> _Complete the following_:
1/ In the Alexa passage, what data is the skill being designed to query?
2/ List every date variant that the Alexa passage cites as examples of what Alexa can handle.
3/ Retype everything in the Alexa passage from "The Echo, and" down to "into the hundreds.".

> _Exercise passage_:
------------------------

The Echo, and the Alexa system that backs it up, are, indeed, barely “AI” in any full sense of the word.

For example, when designing a skill the developer has to explicitly specify the “utterances” that will leave a particular vocalization by the owner to a particular endpoint. I’m designing a skill to query my real time collection of Prince Edward Island electricity load and generation data, and if I want to allow users to query what the peak load is, I need to outline every possible utterance that might lead to that:

GetPeak the peak on {Date} GetPeak peak on {Date} GetPeak peak {Date} GetPeak the peak load on {Date}

And so on.

And that’s a relatively simply query path; for more complex multi-parameter queries, the list of utterances can run into the hundreds.

This is, in other words, more like coding a modern-day Eliza (https://en.wikipedia.org/wiki/ELIZA) than it is leveraging anything that derives real meaning from real speech.

That’s not to say there’s no AI-like behaviour available: Alexa’s handling on date variants–”next Thursday,” “last week,” “today,” “January 12,” and so on–is impressive, and relieves the coder a lot of manual drudgery. But this is more a set of convenience functionality than “AI” and I suspect that, under the hood, it’s simply a similar sort of “if…then” matrices.

------------------------

> _Dataset excerpts_:
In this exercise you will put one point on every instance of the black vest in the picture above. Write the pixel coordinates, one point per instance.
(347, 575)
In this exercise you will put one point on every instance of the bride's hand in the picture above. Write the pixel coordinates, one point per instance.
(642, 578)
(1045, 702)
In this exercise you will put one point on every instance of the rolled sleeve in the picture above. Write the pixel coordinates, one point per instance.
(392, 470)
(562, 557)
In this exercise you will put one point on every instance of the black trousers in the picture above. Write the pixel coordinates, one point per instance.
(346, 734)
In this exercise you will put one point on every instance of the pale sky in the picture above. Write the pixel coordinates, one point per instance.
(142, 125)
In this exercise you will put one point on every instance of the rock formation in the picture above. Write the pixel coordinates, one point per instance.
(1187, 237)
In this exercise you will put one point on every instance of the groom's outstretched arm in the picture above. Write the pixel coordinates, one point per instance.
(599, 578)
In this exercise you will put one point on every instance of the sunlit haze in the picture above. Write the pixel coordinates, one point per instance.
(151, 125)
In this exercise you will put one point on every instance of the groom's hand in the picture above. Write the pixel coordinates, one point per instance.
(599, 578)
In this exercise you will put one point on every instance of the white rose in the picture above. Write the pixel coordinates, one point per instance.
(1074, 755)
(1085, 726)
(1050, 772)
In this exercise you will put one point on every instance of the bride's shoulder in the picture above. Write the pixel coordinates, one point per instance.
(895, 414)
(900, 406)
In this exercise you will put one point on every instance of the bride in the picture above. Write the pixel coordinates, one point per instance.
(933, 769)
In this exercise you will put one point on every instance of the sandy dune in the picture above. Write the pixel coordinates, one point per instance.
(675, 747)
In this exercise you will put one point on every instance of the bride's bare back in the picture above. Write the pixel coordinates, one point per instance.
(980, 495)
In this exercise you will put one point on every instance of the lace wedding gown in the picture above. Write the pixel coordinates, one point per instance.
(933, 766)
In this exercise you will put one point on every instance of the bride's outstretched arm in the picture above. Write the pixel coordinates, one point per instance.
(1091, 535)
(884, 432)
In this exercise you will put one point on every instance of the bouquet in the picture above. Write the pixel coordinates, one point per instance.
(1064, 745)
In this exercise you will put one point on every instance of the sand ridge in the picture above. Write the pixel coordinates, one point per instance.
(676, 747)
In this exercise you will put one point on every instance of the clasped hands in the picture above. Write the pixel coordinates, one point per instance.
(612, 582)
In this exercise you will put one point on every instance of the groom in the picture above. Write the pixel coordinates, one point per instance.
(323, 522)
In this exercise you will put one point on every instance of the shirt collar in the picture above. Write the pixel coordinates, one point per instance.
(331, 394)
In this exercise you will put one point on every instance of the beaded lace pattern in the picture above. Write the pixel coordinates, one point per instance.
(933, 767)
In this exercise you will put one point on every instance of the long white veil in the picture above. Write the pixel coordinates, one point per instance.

------------------------

> _Expected responses_:
1/ A real-time collection of Prince Edward Island electricity load and generation data.

2/ "next Thursday," "last week," "today," "January 12"

3/
The Echo, and the Alexa system that backs it up, are, indeed, barely “AI” in any full sense of the word.

For example, when designing a skill the developer has to explicitly specify the “utterances” that will leave a particular vocalization by the owner to a particular endpoint. I’m designing a skill to query my real time collection of Prince Edward Island electricity load and generation data, and if I want to allow users to query what the peak load is, I need to outline every possible utterance that might lead to that:

GetPeak the peak on {Date} GetPeak peak on {Date} GetPeak peak {Date} GetPeak the peak load on {Date}

And so on.

And that’s a relatively simply query path; for more complex multi-parameter queries, the list of utterances can run into the hundreds.